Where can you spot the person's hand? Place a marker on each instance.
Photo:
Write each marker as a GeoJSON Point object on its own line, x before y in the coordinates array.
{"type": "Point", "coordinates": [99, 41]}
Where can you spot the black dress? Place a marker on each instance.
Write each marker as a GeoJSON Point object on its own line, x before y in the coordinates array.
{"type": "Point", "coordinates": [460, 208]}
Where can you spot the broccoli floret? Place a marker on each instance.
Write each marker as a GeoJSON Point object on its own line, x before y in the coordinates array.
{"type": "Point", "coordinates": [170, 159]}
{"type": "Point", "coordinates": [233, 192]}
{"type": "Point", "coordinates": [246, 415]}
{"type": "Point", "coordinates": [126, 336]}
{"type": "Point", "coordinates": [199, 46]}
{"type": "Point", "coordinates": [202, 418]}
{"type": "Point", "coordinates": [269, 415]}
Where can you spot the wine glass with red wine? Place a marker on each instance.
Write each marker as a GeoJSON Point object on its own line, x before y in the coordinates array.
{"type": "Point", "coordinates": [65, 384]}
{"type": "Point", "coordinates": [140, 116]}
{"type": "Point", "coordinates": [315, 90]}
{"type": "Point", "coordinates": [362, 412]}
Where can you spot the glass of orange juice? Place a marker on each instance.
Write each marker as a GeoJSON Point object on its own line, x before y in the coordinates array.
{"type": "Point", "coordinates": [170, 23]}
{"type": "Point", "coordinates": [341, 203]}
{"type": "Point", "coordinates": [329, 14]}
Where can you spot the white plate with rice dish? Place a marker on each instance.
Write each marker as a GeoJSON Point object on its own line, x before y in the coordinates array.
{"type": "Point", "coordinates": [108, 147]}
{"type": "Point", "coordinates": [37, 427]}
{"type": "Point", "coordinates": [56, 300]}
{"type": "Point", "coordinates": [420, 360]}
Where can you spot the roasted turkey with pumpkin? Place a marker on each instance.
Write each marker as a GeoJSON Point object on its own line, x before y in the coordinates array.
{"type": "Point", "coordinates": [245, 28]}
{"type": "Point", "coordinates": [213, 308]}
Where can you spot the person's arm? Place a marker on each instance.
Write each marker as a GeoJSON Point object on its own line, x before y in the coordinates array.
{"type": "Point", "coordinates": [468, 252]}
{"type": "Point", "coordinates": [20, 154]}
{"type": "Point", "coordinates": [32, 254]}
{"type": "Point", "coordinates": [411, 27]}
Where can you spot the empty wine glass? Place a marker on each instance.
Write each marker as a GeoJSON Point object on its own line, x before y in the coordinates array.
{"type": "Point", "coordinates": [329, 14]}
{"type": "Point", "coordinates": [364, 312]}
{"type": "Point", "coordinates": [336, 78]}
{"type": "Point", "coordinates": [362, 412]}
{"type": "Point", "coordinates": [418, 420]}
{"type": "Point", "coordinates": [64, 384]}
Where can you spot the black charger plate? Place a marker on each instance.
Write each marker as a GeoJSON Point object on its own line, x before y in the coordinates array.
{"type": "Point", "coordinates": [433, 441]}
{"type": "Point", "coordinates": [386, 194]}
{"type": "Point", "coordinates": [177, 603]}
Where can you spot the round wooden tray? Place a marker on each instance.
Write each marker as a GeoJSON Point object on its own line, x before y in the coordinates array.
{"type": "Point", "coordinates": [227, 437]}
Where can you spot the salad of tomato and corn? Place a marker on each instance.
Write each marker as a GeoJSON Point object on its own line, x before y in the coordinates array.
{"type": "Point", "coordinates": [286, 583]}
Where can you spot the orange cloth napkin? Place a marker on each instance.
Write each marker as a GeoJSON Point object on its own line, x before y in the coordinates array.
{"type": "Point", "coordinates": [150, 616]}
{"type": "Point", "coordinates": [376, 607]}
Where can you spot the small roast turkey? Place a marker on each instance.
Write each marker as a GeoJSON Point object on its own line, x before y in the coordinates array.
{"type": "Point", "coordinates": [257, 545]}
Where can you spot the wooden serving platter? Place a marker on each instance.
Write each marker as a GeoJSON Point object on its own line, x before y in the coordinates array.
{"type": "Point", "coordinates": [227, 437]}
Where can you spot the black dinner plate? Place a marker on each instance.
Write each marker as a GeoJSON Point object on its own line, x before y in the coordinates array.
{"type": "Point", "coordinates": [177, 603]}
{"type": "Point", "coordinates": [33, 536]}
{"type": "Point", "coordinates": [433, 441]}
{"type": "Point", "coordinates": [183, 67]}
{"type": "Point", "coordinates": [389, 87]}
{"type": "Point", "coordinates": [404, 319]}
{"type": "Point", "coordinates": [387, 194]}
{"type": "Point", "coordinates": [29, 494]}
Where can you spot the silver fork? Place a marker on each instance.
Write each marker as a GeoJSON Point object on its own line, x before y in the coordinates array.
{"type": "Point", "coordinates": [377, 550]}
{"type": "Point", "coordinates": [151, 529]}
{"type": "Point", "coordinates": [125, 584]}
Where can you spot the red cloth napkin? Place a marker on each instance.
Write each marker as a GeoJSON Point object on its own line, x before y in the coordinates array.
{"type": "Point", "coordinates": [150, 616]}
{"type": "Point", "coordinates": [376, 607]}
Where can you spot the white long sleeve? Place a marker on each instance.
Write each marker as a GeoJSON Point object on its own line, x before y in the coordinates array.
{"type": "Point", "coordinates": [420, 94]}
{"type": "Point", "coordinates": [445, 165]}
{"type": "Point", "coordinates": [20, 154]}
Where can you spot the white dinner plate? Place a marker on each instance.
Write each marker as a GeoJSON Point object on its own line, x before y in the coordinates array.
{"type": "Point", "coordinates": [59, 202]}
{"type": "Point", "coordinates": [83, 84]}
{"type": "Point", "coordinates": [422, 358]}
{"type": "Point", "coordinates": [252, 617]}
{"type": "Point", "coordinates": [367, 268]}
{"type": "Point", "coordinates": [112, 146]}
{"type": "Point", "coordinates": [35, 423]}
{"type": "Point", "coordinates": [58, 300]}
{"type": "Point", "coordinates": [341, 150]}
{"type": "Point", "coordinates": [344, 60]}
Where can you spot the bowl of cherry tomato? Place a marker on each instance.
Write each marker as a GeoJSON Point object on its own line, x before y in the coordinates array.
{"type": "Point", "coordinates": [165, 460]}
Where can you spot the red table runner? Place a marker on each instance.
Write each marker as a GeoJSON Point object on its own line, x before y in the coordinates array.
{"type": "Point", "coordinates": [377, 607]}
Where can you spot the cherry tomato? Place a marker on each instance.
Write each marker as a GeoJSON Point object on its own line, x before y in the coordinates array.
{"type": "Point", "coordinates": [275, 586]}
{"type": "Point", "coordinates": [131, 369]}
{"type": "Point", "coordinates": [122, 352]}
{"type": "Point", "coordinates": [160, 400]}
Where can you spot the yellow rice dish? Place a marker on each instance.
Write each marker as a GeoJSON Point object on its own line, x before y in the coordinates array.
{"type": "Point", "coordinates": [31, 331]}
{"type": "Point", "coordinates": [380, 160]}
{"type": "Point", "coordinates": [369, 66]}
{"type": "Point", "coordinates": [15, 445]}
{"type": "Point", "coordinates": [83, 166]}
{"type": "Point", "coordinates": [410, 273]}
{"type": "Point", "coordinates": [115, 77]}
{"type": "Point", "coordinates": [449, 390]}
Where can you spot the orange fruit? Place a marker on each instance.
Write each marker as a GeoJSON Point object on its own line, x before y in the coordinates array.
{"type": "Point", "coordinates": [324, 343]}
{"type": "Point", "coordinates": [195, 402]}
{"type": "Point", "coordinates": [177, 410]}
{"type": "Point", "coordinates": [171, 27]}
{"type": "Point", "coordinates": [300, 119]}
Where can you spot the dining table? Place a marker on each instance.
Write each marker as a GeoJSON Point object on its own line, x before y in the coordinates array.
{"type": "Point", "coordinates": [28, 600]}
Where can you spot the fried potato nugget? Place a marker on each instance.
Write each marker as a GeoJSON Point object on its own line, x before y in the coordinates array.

---

== Work required ==
The response must consist solely of the lines from the first line of the entries through the line containing "Where can you spot the white plate", repeated exactly.

== Exercise response ==
Where can you spot the person's hand? Place a marker on each instance.
Photo:
Write each marker as a GeoJSON Point object on its own line, x before y in the coordinates array.
{"type": "Point", "coordinates": [99, 41]}
Where can you spot the black dress? Place a marker on each instance.
Write each marker as a GeoJSON Point object on its own line, x before y in the coordinates array.
{"type": "Point", "coordinates": [460, 208]}
Where can you spot the broccoli floret? Place a marker on each instance.
Write each marker as a GeoJSON Point object on its own line, x before y in the coordinates array.
{"type": "Point", "coordinates": [170, 159]}
{"type": "Point", "coordinates": [233, 192]}
{"type": "Point", "coordinates": [246, 415]}
{"type": "Point", "coordinates": [126, 336]}
{"type": "Point", "coordinates": [199, 46]}
{"type": "Point", "coordinates": [202, 418]}
{"type": "Point", "coordinates": [269, 415]}
Where can you spot the wine glass with red wine? Place a marker on each instance.
Write each marker as a GeoJSON Point object on its own line, x before y in the coordinates array.
{"type": "Point", "coordinates": [65, 384]}
{"type": "Point", "coordinates": [140, 116]}
{"type": "Point", "coordinates": [315, 90]}
{"type": "Point", "coordinates": [362, 412]}
Where can you spot the glass of orange juice? Place a marker on each instance.
Write each marker as a GeoJSON Point object on its own line, x before y in the coordinates array.
{"type": "Point", "coordinates": [170, 23]}
{"type": "Point", "coordinates": [341, 203]}
{"type": "Point", "coordinates": [329, 14]}
Where can you spot the white plate with rice dish? Place a marker on each instance.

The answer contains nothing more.